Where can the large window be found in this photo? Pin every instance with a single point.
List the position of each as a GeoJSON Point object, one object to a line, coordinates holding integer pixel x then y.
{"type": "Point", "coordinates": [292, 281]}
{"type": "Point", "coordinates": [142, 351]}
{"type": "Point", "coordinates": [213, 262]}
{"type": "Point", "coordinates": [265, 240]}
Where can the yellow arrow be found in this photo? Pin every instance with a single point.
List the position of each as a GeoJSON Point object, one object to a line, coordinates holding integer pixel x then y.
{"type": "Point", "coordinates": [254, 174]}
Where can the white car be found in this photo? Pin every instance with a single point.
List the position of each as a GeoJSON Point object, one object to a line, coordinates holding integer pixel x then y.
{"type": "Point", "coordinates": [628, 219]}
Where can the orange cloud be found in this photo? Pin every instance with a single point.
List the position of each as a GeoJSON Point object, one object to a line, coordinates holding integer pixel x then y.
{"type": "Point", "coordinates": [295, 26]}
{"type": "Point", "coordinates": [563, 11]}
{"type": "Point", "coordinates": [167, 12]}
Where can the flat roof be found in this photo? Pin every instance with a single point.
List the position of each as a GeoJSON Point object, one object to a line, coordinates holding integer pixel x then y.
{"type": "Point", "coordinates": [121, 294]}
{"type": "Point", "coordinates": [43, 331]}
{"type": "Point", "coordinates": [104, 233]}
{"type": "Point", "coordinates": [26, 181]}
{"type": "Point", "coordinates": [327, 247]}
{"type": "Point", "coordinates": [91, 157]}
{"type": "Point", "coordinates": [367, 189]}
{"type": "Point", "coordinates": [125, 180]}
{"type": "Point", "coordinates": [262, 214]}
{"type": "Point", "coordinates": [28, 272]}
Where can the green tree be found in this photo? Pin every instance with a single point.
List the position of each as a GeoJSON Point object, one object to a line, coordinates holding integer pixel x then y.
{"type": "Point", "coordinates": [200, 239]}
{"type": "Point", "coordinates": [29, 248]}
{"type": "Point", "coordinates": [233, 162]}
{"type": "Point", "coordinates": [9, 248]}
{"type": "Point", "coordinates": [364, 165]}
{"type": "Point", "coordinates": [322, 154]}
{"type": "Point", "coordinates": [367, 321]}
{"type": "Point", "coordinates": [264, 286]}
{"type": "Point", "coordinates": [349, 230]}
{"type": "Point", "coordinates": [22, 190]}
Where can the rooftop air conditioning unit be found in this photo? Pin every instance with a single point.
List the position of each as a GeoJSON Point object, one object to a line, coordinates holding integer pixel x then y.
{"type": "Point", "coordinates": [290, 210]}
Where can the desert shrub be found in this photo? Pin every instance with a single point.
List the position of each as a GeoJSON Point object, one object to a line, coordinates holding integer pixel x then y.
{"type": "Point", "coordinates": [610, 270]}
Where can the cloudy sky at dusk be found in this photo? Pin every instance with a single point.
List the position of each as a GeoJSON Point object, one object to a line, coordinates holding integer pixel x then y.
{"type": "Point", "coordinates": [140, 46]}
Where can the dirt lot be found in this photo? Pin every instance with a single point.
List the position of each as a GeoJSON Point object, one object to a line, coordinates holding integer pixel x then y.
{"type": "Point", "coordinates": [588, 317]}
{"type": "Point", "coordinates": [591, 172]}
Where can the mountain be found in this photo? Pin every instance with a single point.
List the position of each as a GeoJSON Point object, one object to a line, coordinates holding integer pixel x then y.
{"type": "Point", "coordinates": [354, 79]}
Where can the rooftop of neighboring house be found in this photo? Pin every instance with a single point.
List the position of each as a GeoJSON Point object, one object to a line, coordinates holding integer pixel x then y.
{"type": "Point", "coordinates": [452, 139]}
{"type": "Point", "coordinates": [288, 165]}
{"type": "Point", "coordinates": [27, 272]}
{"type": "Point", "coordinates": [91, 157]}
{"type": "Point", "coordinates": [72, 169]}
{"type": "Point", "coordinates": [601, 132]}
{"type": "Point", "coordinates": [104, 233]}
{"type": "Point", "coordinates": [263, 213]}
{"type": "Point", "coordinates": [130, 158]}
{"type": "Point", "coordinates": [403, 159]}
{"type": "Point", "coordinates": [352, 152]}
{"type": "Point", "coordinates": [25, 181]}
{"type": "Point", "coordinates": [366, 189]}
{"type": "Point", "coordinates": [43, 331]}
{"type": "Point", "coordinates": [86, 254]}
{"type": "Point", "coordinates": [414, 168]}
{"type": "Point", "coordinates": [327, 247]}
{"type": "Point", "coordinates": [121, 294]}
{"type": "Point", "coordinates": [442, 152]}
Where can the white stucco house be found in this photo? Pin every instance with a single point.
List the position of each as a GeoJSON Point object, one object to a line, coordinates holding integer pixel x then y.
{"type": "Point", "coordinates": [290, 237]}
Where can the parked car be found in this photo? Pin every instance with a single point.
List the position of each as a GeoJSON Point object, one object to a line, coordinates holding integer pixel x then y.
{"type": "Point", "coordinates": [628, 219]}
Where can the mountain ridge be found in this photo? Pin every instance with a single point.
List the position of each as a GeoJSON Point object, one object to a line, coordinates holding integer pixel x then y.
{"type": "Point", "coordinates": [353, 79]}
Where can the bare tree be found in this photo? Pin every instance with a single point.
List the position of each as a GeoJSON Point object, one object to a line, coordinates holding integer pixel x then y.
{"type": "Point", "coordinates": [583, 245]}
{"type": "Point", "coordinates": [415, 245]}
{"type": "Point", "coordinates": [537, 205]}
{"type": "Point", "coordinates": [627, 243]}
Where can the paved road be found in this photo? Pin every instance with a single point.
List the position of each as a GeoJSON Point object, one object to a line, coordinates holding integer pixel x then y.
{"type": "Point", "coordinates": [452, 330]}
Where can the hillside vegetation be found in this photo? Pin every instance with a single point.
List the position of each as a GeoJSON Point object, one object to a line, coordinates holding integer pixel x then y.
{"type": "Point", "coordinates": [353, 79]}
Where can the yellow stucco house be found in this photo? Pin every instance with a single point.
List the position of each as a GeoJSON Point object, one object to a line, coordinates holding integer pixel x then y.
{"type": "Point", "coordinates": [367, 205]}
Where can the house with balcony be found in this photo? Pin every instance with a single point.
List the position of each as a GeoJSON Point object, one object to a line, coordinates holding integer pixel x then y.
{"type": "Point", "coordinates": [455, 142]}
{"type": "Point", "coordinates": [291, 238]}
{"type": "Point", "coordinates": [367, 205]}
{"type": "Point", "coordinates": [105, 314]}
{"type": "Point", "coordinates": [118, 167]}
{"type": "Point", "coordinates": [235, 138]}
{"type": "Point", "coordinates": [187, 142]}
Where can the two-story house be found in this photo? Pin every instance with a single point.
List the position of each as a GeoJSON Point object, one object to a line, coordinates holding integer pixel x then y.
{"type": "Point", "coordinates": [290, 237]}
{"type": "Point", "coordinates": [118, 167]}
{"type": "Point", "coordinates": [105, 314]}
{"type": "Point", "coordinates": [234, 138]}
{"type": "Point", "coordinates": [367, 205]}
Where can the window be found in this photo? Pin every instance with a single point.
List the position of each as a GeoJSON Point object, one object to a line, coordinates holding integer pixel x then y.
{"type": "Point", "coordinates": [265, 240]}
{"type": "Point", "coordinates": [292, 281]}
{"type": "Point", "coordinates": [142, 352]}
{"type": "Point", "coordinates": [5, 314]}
⁂
Exercise requirements:
Faithfully transcribe the whole of the data.

Worked solution:
Where can the large window be found in this photo? Pin every instance with a single point.
List the position of each as a GeoJSON Point object, one object to a line, coordinates holding integer pixel x then y.
{"type": "Point", "coordinates": [292, 281]}
{"type": "Point", "coordinates": [142, 351]}
{"type": "Point", "coordinates": [213, 262]}
{"type": "Point", "coordinates": [265, 240]}
Where can the yellow arrow be found in this photo? Pin every instance with a single point.
List the position of each as a GeoJSON Point object, one object to a line, coordinates holding integer pixel x then y.
{"type": "Point", "coordinates": [254, 174]}
Where can the white car be found in this photo? Pin every instance with a single point.
List the position of each as a GeoJSON Point object, one object to a line, coordinates holding integer pixel x then y.
{"type": "Point", "coordinates": [628, 219]}
Where can the orange cloud be found in this photo? Pin every instance with a single point.
List the position of each as a GeoJSON Point object, one object to a line, coordinates holding integer pixel x then y.
{"type": "Point", "coordinates": [295, 26]}
{"type": "Point", "coordinates": [563, 11]}
{"type": "Point", "coordinates": [167, 12]}
Where can the flat roof be found in this photo? Pin every instance with a single point.
List the position of each as a GeoJSON Point object, one object to a line, coordinates holding integer pixel x then y.
{"type": "Point", "coordinates": [121, 294]}
{"type": "Point", "coordinates": [43, 331]}
{"type": "Point", "coordinates": [104, 233]}
{"type": "Point", "coordinates": [26, 181]}
{"type": "Point", "coordinates": [327, 247]}
{"type": "Point", "coordinates": [91, 157]}
{"type": "Point", "coordinates": [367, 189]}
{"type": "Point", "coordinates": [125, 180]}
{"type": "Point", "coordinates": [262, 214]}
{"type": "Point", "coordinates": [28, 272]}
Where can the green tree be found in this photo? Pin every instance with a single point.
List the position of each as a GeoJSON Point object, one object to a line, coordinates holding integer pixel x then y.
{"type": "Point", "coordinates": [200, 239]}
{"type": "Point", "coordinates": [29, 248]}
{"type": "Point", "coordinates": [233, 162]}
{"type": "Point", "coordinates": [9, 248]}
{"type": "Point", "coordinates": [364, 165]}
{"type": "Point", "coordinates": [322, 154]}
{"type": "Point", "coordinates": [367, 321]}
{"type": "Point", "coordinates": [264, 286]}
{"type": "Point", "coordinates": [349, 230]}
{"type": "Point", "coordinates": [22, 190]}
Where can the rooftop air conditioning unit be found in this photo? Pin every instance with a single point.
List the position of each as a GeoJSON Point object, one object to a line, coordinates holding integer pixel x then y.
{"type": "Point", "coordinates": [290, 210]}
Where can the desert shrub be found in this photo? Pin every instance with a single point.
List the position of each as a GeoJSON Point object, one object to a line, coordinates holding integer pixel x then y.
{"type": "Point", "coordinates": [610, 270]}
Where can the cloudy sky at dusk be found in this photo? Pin every instance with a single point.
List the position of each as a GeoJSON Point object, one object to a line, coordinates holding integer pixel x then y.
{"type": "Point", "coordinates": [140, 46]}
Where can the dirt lot be found in this photo? Pin every instance with a single point.
List the position of each as a GeoJSON Point object, one object to a line, coordinates holding integer pixel x then y.
{"type": "Point", "coordinates": [588, 317]}
{"type": "Point", "coordinates": [591, 172]}
Where can the mountain be found in this photo? Pin every instance with a single point.
List the position of each as a GeoJSON Point object, one object to a line, coordinates holding integer pixel x then y.
{"type": "Point", "coordinates": [354, 79]}
Where can the rooftop of neighboring house be found in this photo? Pin every instance with a single point.
List the position of each as a GeoJSON Point object, one object to a line, coordinates holding integer pixel x then y.
{"type": "Point", "coordinates": [452, 139]}
{"type": "Point", "coordinates": [288, 165]}
{"type": "Point", "coordinates": [27, 272]}
{"type": "Point", "coordinates": [91, 157]}
{"type": "Point", "coordinates": [72, 169]}
{"type": "Point", "coordinates": [601, 132]}
{"type": "Point", "coordinates": [104, 233]}
{"type": "Point", "coordinates": [263, 213]}
{"type": "Point", "coordinates": [130, 158]}
{"type": "Point", "coordinates": [403, 159]}
{"type": "Point", "coordinates": [352, 152]}
{"type": "Point", "coordinates": [25, 181]}
{"type": "Point", "coordinates": [366, 189]}
{"type": "Point", "coordinates": [43, 331]}
{"type": "Point", "coordinates": [86, 254]}
{"type": "Point", "coordinates": [414, 168]}
{"type": "Point", "coordinates": [327, 247]}
{"type": "Point", "coordinates": [121, 294]}
{"type": "Point", "coordinates": [442, 152]}
Where can the white stucco house be found in this photo? Pin every instance with a single point.
List the position of each as a GeoJSON Point object, one object to a line, coordinates holding integer pixel x then y.
{"type": "Point", "coordinates": [290, 237]}
Where can the parked car be found in this photo? Pin every instance with a single point.
List the position of each as a GeoJSON Point object, one object to a line, coordinates holding integer pixel x then y.
{"type": "Point", "coordinates": [628, 219]}
Where can the mountain ridge be found in this photo? Pin every instance with a single point.
List the position of each as a GeoJSON Point object, one object to a line, coordinates holding integer pixel x then y.
{"type": "Point", "coordinates": [353, 79]}
Where can the bare tree be found in this photo? Pin every instance with a single point.
List the position of each as a GeoJSON Point object, one object to a line, coordinates holding integer pixel x then y.
{"type": "Point", "coordinates": [583, 245]}
{"type": "Point", "coordinates": [415, 245]}
{"type": "Point", "coordinates": [537, 205]}
{"type": "Point", "coordinates": [627, 243]}
Where can the paved road be found in this photo? Pin every instance with a single point.
List the position of each as a GeoJSON Point object, one object to a line, coordinates holding integer pixel x then y.
{"type": "Point", "coordinates": [452, 330]}
Where can the hillside vegetation be found in this photo? Pin every instance with a single point.
List the position of each as a GeoJSON Point object, one object to a line, coordinates holding integer pixel x then y.
{"type": "Point", "coordinates": [353, 79]}
Where can the yellow stucco house be found in this photo? Pin every instance with a single point.
List the position of each as a GeoJSON Point object, one object to a line, coordinates holding integer pixel x then y.
{"type": "Point", "coordinates": [367, 205]}
Where can the house with balcony be found in this photo? Pin every instance with a single point.
List the position of each as a GeoJSON Point object, one object to a line, coordinates holding integer pixel x then y.
{"type": "Point", "coordinates": [455, 142]}
{"type": "Point", "coordinates": [291, 238]}
{"type": "Point", "coordinates": [367, 205]}
{"type": "Point", "coordinates": [105, 314]}
{"type": "Point", "coordinates": [118, 167]}
{"type": "Point", "coordinates": [235, 138]}
{"type": "Point", "coordinates": [187, 142]}
Where can the two-story house be found in this photo? Pin every instance with a single point.
List the position of each as a GeoJSON Point object, one object to a line, coordinates holding integer pixel x then y.
{"type": "Point", "coordinates": [290, 237]}
{"type": "Point", "coordinates": [118, 167]}
{"type": "Point", "coordinates": [105, 314]}
{"type": "Point", "coordinates": [234, 138]}
{"type": "Point", "coordinates": [367, 205]}
Where can the window be found in this photo? Pin every instance with a single point.
List the position of each as a GeoJSON Point object, one object to a line, coordinates holding integer pixel x then y.
{"type": "Point", "coordinates": [265, 240]}
{"type": "Point", "coordinates": [292, 281]}
{"type": "Point", "coordinates": [142, 352]}
{"type": "Point", "coordinates": [5, 314]}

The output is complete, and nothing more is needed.